**DATASET:**
-- start --

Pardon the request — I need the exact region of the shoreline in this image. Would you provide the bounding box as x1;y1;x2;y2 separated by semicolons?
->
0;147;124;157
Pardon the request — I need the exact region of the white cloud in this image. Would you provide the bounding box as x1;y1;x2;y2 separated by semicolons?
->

-- end --
-- start --

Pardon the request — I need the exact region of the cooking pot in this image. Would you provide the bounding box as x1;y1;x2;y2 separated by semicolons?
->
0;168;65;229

-- end --

**WHAT IS ASKED:** Reproduce the listing verbatim, starting with the line containing "of the cooking" and going on through the line containing "0;168;65;229", both included.

**RESULT:**
Pardon the request — I need the exact region of the cooking pot in this image. Would you provide the bounding box as x1;y1;x2;y2 separated by semicolons?
->
0;168;65;229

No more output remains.